CONSEGNA A :: Nell'articolo sulla Messa del Papa a Floriana, davanti a quale chiesa Benedetto XVI dice di trovarsi?
CONSEGNA B :: Continua l'articolo sulla Messa del Papa a Floriana a partire dall'ultima frase riportata.

La Messa a Floriana: il Papa esorta a non lasciarsi irretire dalle voci che invitano
a mettere da parte la fede. Non salva la tecnologia ma l'amore di Dio
Porre la fiducia in Dio solo senza lasciarsi irretire dalle voci che invitano a mettere
da parte la fede: è l’esortazione lanciata dal Papa stamani nell’omelia durante la
Messa presieduta nel Piazzale dei Granai a Floriana, in occasione della seconda giornata
del suo viaggio apostolico a Malta. Benedetto XVI ha affermato: “Non tutto quello
che il mondo oggi propone è meritevole di essere accolto dai Maltesi. Molte voci cercano
di persuaderci di mettere da parte la nostra fede in Dio e nella sua Chiesa e di scegliere
da se stessi i valori e le credenze con i quali vivere. Ci dicono che non abbiamo
bisogno di Dio e della Chiesa … Miei cari fratelli e sorelle, se poniamo la nostra
fiducia nel Signore e seguiamo i suoi insegnamenti, raccoglieremo sempre grandi frutti…noi
dobbiamo porre la nostra fiducia in lui solo. Si è tentati di pensare che l’odierna
tecnologia avanzata possa rispondere ad ogni nostro desiderio e salvarci dai pericoli
che ci assalgono. Ma non è così. In ogni momento della nostra vita dipendiamo interamente
da Dio, nel quale viviamo, ci muoviamo ed abbiamo la nostra esistenza. Solo lui può
proteggerci dal male, solo lui può guidarci tra le tempeste della vita e solo lui
può condurci ad un porto sicuro, come ha fatto per Paolo ed i suoi compagni, alla
deriva sulle coste di Malta. Essi hanno fatto ciò che Paolo esortava loro di compiere
e fu così che “tutti poterono mettersi in salvo a terra” (At 27,44). Più di ogni carico
che possiamo portare con noi - nel senso delle nostre realizzazioni umane, delle nostre
proprietà, della nostra tecnologia - è la nostra relazione con il Signore che fornisce
la chiave della nostra felicità e della nostra realizzazione umana. Ed egli ci chiama
ad una relazione di amore”. Ecco il testo integrale dell’omelia del Papa:
Cari
Fratelli e Sorelle in Gesù Cristo, Maħbubin uliedi [Miei cari figli
e figlie!], Sono molto contento di essere qui
con voi tutti oggi davanti alla bella chiesa di San Publio per celebrare il grande
mistero dell’amore di Dio reso manifesto nella Santa Eucarestia. In questo tempo,
la gioia del periodo Pasquale riempie i nostri cuori perché stiamo celebrando la vittoria
di Cristo, la vittoria della vita sul peccato e sulla morte. E’ una gioia che trasforma
le nostre vite e ci riempie di speranza nel compimento delle promesse di Dio. Cristo
è risorto alleluia! Saluto il Presidente della
Repubblica e la Signora Abela, le Autorità civili di questa amata Nazione e tutto
il popolo di Malta e Gozo. Ringrazio l’Arcivescovo Cremona per le sue gentili parole
e saluto anche il Vescovo Grech e il Vescovo Depasquale, l’Arcivescovo Mercieca, il
Vescovo Cauchi e gli altri Vescovi e sacerdoti presenti, così come i fedeli cristiani
della Chiesa che è in Malta e in Gozo. Fin dal mio arrivo ieri sera ho avvertito la
stessa calorosa accoglienza che i vostri antenati hanno riservato all’apostolo Paolo
nell’anno sessanta. Molti viaggiatori sono sbarcati
qui nel corso della vostra storia. La ricchezza e la varietà della cultura maltese
è un segno che il vostro popolo ha tratto grande profitto dallo scambio di doni ed
ospitalità con i viaggiatori venuti dal mare. Ed è significativo che voi abbiate saputo
esercitare il discernimento nell’individuare il meglio di ciò che essi avevano da
offrire. Vi esorto a continuare a fare così. Non
tutto quello che il mondo oggi propone è meritevole di essere accolto dai Maltesi.

DATI REGISTRATI ::
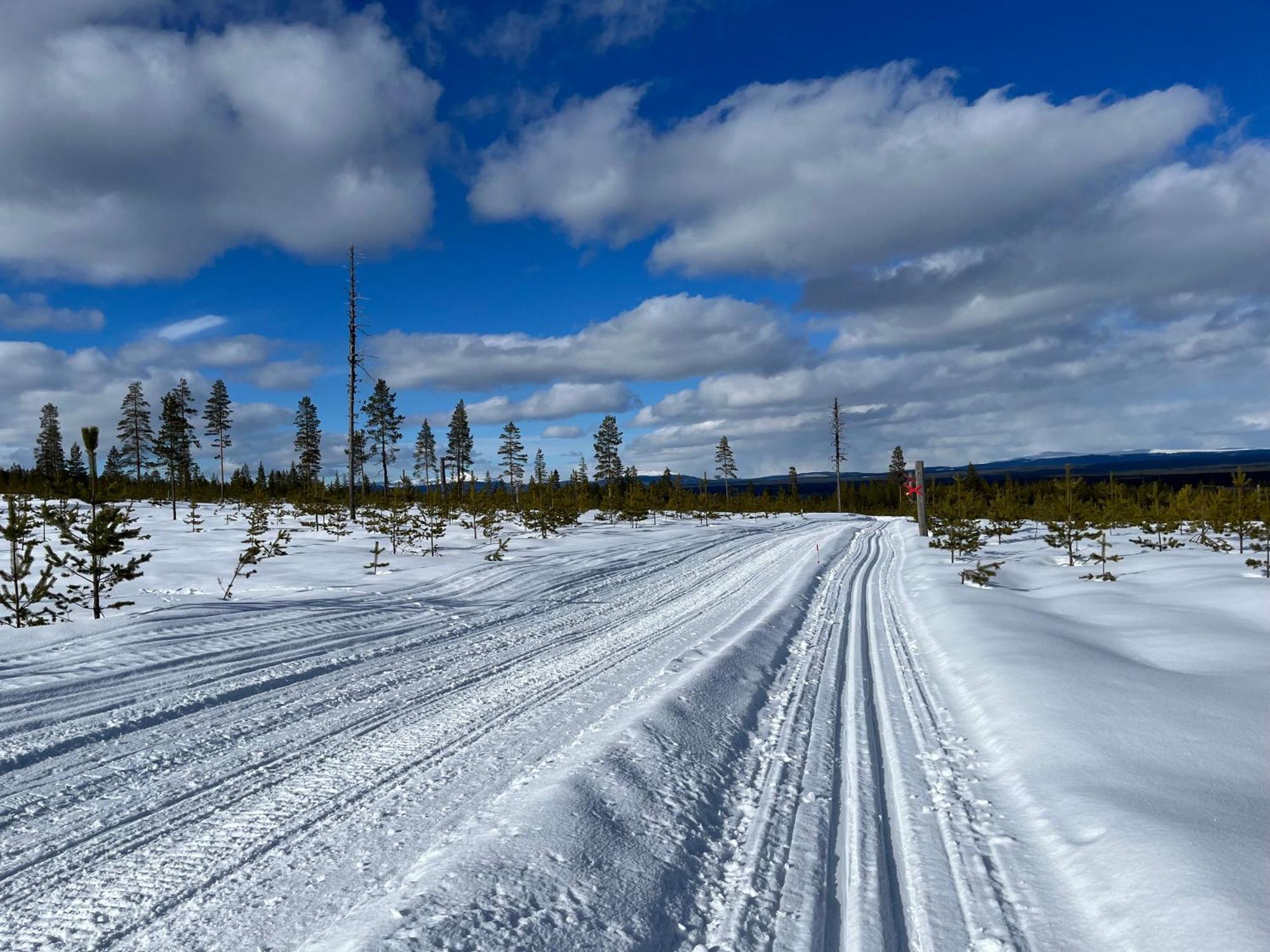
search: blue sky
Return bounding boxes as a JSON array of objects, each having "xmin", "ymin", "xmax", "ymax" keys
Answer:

RISPOSTA SCRITTA A :: Davanti alla chiesa di San Publio.

RISPOSTA SCRITTA B ::
Molte voci cercano di persuaderci di mettere da parte la nostra fede in Dio e nella
sua Chiesa e di scegliere da se stessi i valori e le credenze con i quali vivere.
Ci dicono che non abbiamo bisogno di Dio e della Chiesa. Se siamo tentati di credere
a loro, dovremmo ricordare l’episodio del Vangelo di oggi, quando i discepoli, tutti
esperti pescatori, hanno faticato tutta la notte, ma non hanno preso neppure un solo
pesce. Poi, quando Gesù è apparso sulla riva, ha indicato loro dove pescare e hanno
potuto realizzare una pesca così grande, che a stento potevano trascinarla. Lasciati
a se stessi, i loro sforzi erano infruttuosi; quando Gesù è rimasto accanto a loro,
hanno catturato una grande quantità di pesci. Miei cari fratelli e sorelle, se poniamo
la nostra fiducia nel Signore e seguiamo i suoi insegnamenti, raccoglieremo sempre
grandi frutti. La prima lettura della Messa odierna
è di quelle che so che amate ascoltare: il racconto del naufragio di Paolo sulla costa
di Malta e la calorosa accoglienza a lui riservata dalla popolazione di queste isole.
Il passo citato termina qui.